Dataset records
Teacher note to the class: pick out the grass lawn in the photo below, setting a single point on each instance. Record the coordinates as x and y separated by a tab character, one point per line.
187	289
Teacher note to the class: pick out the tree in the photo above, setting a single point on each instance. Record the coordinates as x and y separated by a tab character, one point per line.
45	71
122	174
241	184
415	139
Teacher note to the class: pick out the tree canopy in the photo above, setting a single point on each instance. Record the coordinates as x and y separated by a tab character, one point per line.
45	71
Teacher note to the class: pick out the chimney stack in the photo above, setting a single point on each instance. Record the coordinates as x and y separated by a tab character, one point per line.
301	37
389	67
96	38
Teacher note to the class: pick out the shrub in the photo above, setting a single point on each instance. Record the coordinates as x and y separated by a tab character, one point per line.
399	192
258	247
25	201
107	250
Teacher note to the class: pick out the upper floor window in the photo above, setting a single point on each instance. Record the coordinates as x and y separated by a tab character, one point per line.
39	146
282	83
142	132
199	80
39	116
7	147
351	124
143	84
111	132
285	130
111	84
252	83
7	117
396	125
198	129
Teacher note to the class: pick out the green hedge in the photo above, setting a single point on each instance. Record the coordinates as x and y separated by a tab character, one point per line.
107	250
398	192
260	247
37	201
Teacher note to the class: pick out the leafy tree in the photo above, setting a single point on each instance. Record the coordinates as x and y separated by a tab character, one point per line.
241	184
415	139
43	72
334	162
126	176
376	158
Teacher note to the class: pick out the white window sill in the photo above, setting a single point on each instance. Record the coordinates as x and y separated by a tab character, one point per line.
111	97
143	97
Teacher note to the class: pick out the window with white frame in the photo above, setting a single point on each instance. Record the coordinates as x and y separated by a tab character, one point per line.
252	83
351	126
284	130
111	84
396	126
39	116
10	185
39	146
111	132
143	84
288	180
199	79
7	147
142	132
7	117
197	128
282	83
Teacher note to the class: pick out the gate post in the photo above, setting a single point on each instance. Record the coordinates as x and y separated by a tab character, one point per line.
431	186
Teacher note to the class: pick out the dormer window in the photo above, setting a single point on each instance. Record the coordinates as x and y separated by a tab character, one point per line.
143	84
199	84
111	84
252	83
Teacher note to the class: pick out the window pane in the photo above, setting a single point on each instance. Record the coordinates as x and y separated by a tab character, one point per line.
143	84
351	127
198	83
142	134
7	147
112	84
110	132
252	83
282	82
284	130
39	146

**Task**
Render the lines above as a two-column CSV with the header line_text,answer, giving one row for each line of text paired with its answer. Enclose every field in double quotes and replace any line breaks inside a field with spaces.

**Output of the exercise**
line_text,answer
"Teacher note to the class: pick out the grass lawn in the photo below, setting a single point on each instance. Record the coordinates as x and y separated by a tab character, one point per line.","187	289"
"Teacher note to the class: pick out the tree in the photo above, setting a single point on each instance. Record the coordinates as x and y separated by a tab character, one point per line.","45	71 122	174 241	184 415	139"
"Teacher note to the class: pick out the tree canopy in the photo above, setting a single point on each instance. Record the coordinates as x and y separated by a tab character, one point per line.","45	71"
"Teacher note to the class: pick out the chimney stack in the photo above, setting a single point on each instance. Record the coordinates as x and y separated by a tab character, one point per line.","301	37 389	67 96	38"
"Teacher note to the class: pick out the shrub in the photo above, setting a single point on each instance. Record the coordinates as x and y separated by a tab character, one point per line.","399	192 258	247 25	201 107	250"
"Teacher note to the class: pick out the upper floor window in the photo above, setting a single point on each instance. Record the coordinates as x and y separated by a tab character, one point per line.","39	146 282	83 142	132 199	80 39	116 7	147 351	124 143	84 111	132 285	130 111	84 252	83 7	117 396	125 198	129"
"Teacher note to the class: pick out the green hedge in the photo above, setting a single point on each instance. Record the coordinates as x and y separated by a tab character, one point per line.","107	250 398	192 260	247 37	201"
"Teacher note to the class: pick out the leafy tree in the photo above, setting a single point on each instance. Record the coordinates as x and y separated by a tab character, one point per line.","241	184 415	139 43	72 334	162 126	176 376	158"
"Teacher note to the class: pick out the white window sill in the photo above, setting a single point on each instance. Record the coordinates as x and y separated by a tab character, one point per line.","111	97 143	97"
"Teacher note to the class: pick out the window with white frame in the photo above, setting a single point on each instance. Record the coordinates as x and y separated by a tab character, one point per line.","252	83 351	126 284	130 111	84 396	126 39	116 10	185 39	146 111	132 143	84 288	180 199	79 7	147 142	132 7	117 197	128 282	83"
"Teacher note to the class: pick out the gate post in the photo above, setting a single point on each instance. Record the coordinates as x and y separated by a tab character, one point per line.","431	186"
"Teacher note to the class: pick out the dormer window in the photo above, setting a single point on each instance. Record the coordinates as x and y separated by a tab character, one point per line.","143	84 199	84 111	84 252	83"
"Teacher note to the class: pick out the window pane in the photo above, setting a single point on each instance. Record the coordinates as x and y separated by a tab character, one point per line.","143	84 351	127 198	83 142	134 7	147 112	84 110	132 252	83 282	82 284	130 39	146"